Records for processing →
◆ ◆ ◆ ◆

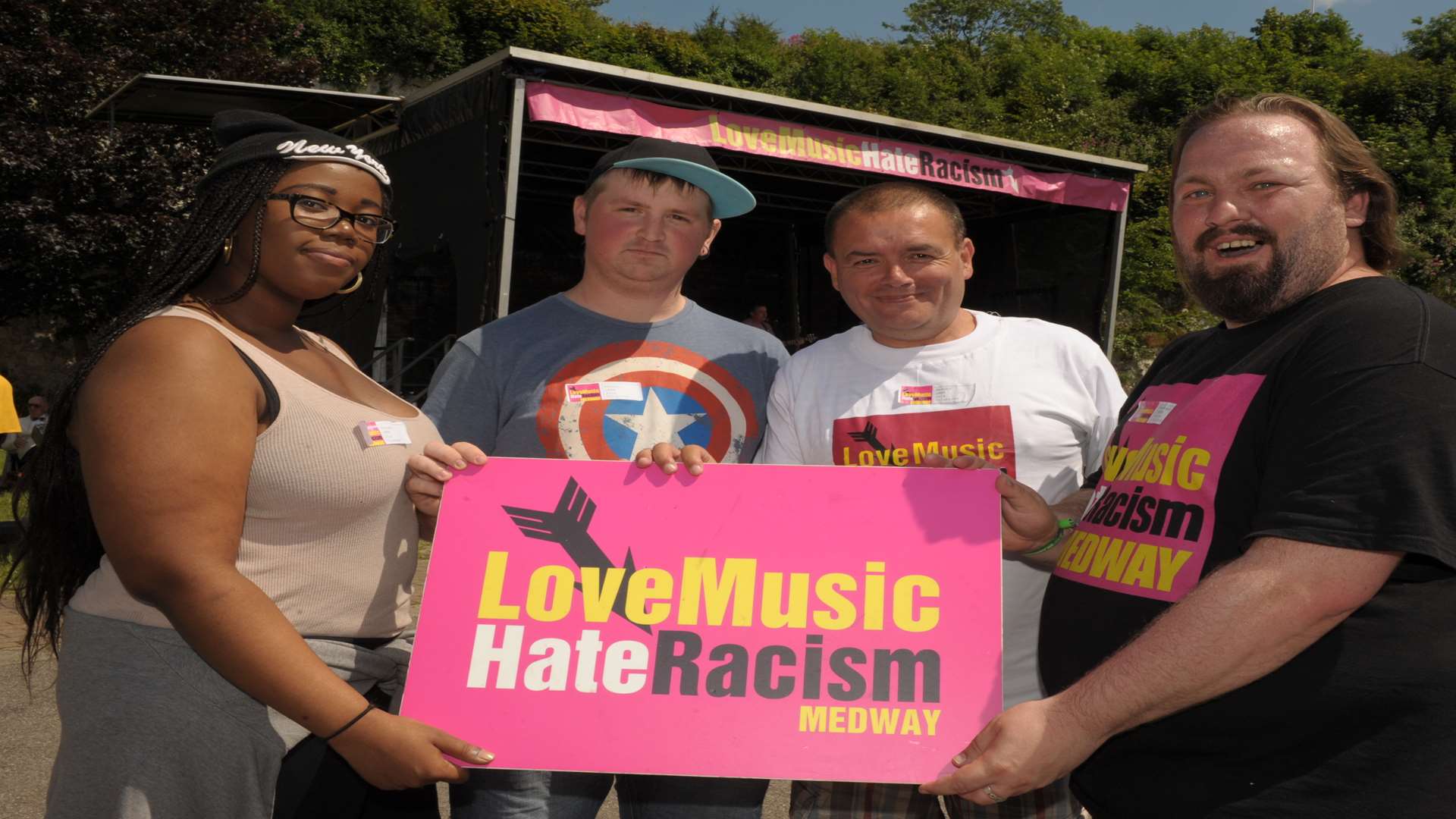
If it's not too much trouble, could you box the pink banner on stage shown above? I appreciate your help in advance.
[526,82,1130,210]
[402,457,1002,783]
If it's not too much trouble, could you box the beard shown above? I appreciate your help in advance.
[1174,212,1345,324]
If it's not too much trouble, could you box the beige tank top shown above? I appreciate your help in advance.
[71,306,440,637]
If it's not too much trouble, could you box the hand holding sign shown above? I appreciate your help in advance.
[924,455,1059,554]
[405,440,486,517]
[920,697,1106,805]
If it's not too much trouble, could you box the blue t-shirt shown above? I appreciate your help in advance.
[424,294,788,463]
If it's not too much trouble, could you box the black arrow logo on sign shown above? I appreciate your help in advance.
[500,478,652,634]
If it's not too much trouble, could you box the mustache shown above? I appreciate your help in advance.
[1192,224,1274,252]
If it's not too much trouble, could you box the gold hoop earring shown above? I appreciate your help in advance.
[335,272,364,296]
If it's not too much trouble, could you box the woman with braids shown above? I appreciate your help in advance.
[3,111,492,819]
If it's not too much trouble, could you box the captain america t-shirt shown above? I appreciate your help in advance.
[1040,278,1456,817]
[424,294,789,463]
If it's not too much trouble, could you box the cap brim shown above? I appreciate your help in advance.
[282,155,389,187]
[611,156,758,218]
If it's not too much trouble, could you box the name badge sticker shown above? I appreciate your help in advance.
[566,381,642,403]
[355,421,410,447]
[897,383,975,406]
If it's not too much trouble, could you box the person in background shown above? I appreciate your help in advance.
[0,375,20,491]
[742,305,777,335]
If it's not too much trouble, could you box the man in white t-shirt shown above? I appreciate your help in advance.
[757,182,1124,819]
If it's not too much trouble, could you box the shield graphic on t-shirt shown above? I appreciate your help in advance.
[536,341,758,463]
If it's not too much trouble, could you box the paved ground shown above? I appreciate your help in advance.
[0,558,789,819]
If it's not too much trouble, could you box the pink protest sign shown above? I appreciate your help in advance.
[402,457,1002,783]
[526,82,1131,210]
[1054,373,1264,602]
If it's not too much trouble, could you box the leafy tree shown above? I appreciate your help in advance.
[17,0,1456,379]
[900,0,1068,48]
[0,0,315,340]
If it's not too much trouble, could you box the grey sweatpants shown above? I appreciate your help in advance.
[46,609,412,819]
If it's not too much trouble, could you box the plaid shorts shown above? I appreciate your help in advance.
[789,780,1082,819]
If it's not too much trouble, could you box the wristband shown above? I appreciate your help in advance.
[1021,517,1078,557]
[323,702,374,742]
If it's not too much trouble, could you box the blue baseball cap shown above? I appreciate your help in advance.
[587,137,758,218]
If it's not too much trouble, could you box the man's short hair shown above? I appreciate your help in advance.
[1168,93,1404,272]
[581,168,714,208]
[824,180,965,255]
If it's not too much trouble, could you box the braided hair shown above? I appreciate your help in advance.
[0,158,298,678]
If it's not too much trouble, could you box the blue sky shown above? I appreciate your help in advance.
[600,0,1453,51]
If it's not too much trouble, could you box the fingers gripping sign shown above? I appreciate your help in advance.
[405,441,486,517]
[633,443,717,475]
[329,711,495,790]
[920,698,1101,805]
[924,453,1059,551]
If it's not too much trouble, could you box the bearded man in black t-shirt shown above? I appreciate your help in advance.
[924,95,1456,819]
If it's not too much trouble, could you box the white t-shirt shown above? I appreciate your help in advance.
[755,310,1125,707]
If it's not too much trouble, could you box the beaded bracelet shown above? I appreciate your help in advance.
[1021,517,1078,557]
[323,702,374,742]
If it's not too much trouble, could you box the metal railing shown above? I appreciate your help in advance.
[359,335,413,392]
[359,328,456,405]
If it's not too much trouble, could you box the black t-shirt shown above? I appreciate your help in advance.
[1040,278,1456,819]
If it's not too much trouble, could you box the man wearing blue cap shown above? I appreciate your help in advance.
[425,137,788,819]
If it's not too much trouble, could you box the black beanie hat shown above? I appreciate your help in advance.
[202,109,389,188]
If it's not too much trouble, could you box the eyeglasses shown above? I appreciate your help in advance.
[264,194,394,245]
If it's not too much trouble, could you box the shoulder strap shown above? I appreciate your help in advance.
[228,341,281,424]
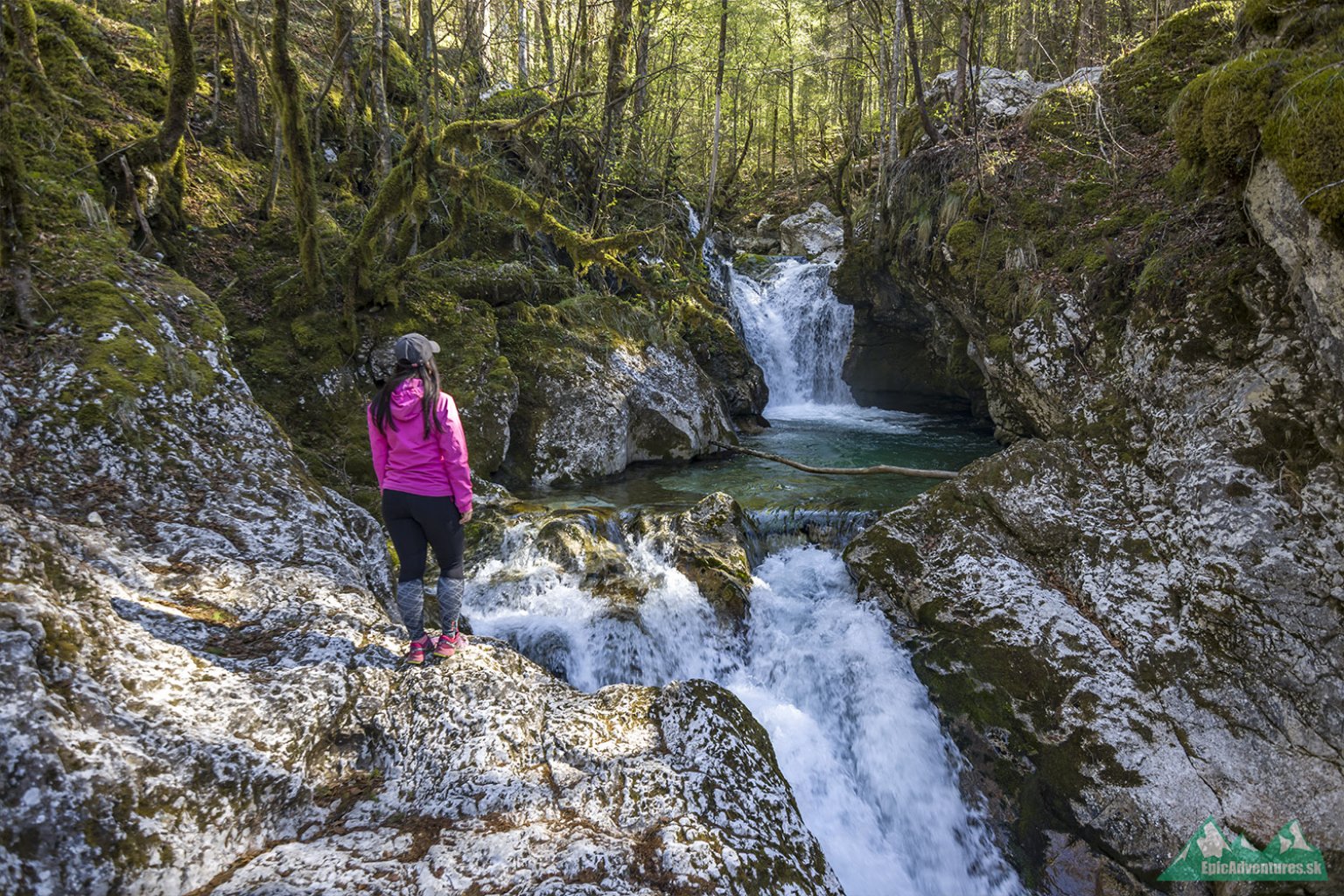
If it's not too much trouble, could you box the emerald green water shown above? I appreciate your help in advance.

◆ ◆ ◆ ◆

Exercise → Rewrite all the rows with "box" replaced by "outline" and everything else unchanged, leaving out the pictures.

Answer for this exercise →
If it's not too much trouble, could you outline the pink banner on stage shown above? I appreciate your help in advance.
[526,82,1130,210]
[402,457,1002,783]
If it's not too much trouble, could you outline the beard shown above? I appreciate your help in advance.
[1174,212,1345,324]
If it's not too much trouble, could you outline the beige tank top shown above? I appreciate your help in advance.
[71,306,440,637]
If it's not too much trouble, could you outline the hand holding sign shown above? I appreciate your help in advance.
[924,455,1059,554]
[405,440,486,517]
[920,697,1106,805]
If it's not too much trouble, could you outline the blue t-shirt shown above? I appreciate your help in advance.
[424,294,788,463]
If it's not too much trouble, could you outline the black arrow logo on sign shown above? I appreciate your help in advance.
[500,478,652,634]
If it's not too much trouble, could you outline the mustache shown above? I appreciate your help in advance.
[1192,224,1274,252]
If it's not too much trouble, could you outline the gold hoop earring shown above? I appreciate your help in advance.
[335,272,364,296]
If it's not too much trouble, could you outline the woman with braids shown above? I appreciate your help in advance.
[3,111,492,819]
If it's not too much trouble, could you outline the captain america t-shirt shown above? I appreciate your help in advance.
[1040,278,1456,817]
[424,294,789,463]
If it's not too much trouble, could you outline the cap brim shown above? I appreciate your help in advance.
[282,155,389,187]
[611,156,758,218]
If it's not too much trouble, could you outline the name badge sticker shown above? I appreciate your help in advance.
[566,381,642,403]
[355,421,410,447]
[897,383,975,406]
If it's not too much trouble, could you outline the person in background shown above? I appreciate your help in advance.
[0,375,20,491]
[742,305,777,335]
If it's not too much trouble, could you outline the man in white t-shirt shown above? I appreciate your help in advance.
[757,182,1124,819]
If it's not too much trouble, could you outline the shield graphic on t-shirt shown above? I appreciate your help in advance.
[536,341,758,463]
If it's not too much trouble, could you outline the paved ground shown above? I appreciate your help in advance.
[0,558,789,819]
If it's not too much trouble, could you outline the pink protest sign shown above? I appreciate your help in advance.
[402,457,1002,783]
[526,82,1131,210]
[1054,373,1264,602]
If it's not too much trouble, could you outline the leafy tree shown above? I appreciate your help in advance.
[17,0,1456,379]
[900,0,1068,48]
[0,0,315,340]
If it's not too much trouble, could you outline the grey sweatpants shown above? I appreciate your help in advance.
[46,609,412,819]
If it's not too much trouble, could you outline the plaid shorts shown above? I appreciate your help in advance.
[789,780,1082,819]
If it's not too much trouble, could you outline the wristband shown above? I appreciate your help in advance.
[1021,517,1078,557]
[323,702,374,742]
If it's not too much trouble, could you outline the blue baseball cap shown above? I appreciate your help in advance.
[587,137,758,218]
If it's not too much trouble, could you outline the man's short hair shown above? I appreciate your help in advance.
[1168,93,1404,272]
[581,168,714,208]
[824,180,965,255]
If it's not too much trouble, could you outline the braided hair shown above? I appreciate your help in advance.
[0,158,298,678]
If it's not too much trouble, could you outline the blue sky shown above? I appreciate your help in advance.
[600,0,1453,51]
If it's not too much trouble, could you outline the fingers gripping sign shown above? I appreciate your help in advance.
[405,441,486,517]
[633,443,717,475]
[329,711,495,790]
[920,698,1101,805]
[924,453,1059,551]
If it's not too much trouble, could you outline the bearded man in black t-shirt shown above? I appreciate your help in advance.
[924,95,1456,819]
If it's not too much trouble, could you outline the white t-shirt shown above? I appreciate your help in advance.
[755,310,1125,707]
If it's not too much trouble, could you outline the beaded bracelet shown above? I appreciate your help in advance.
[1021,517,1078,557]
[323,702,374,742]
If it's not too much trouble, could you outline the metal railing shown above? I appreciate your help in advance.
[359,335,413,392]
[359,328,456,405]
If it's not too much trouble, could you outline the black t-shirt shown above? I appreciate your help in advance.
[1040,278,1456,819]
If it's not too much trouble, could you outline the man wearing blue cap shown above? I appreciate your help in advance.
[425,137,788,819]
If it's not too much trouble, could you outline the black beanie hat shown above? I appreciate your help in advance.
[202,109,389,188]
If it's not too much trouble, could you outline the eyeglasses shown above? I appreciate your help in advance.
[264,194,394,245]
If it's not too much trouble, could you outline the shoulder strap shown above? I appreciate your help in advance.
[228,341,281,424]
If it's not too much trouble, could you outline the emerald green water shown above? I appreciate your help in advance.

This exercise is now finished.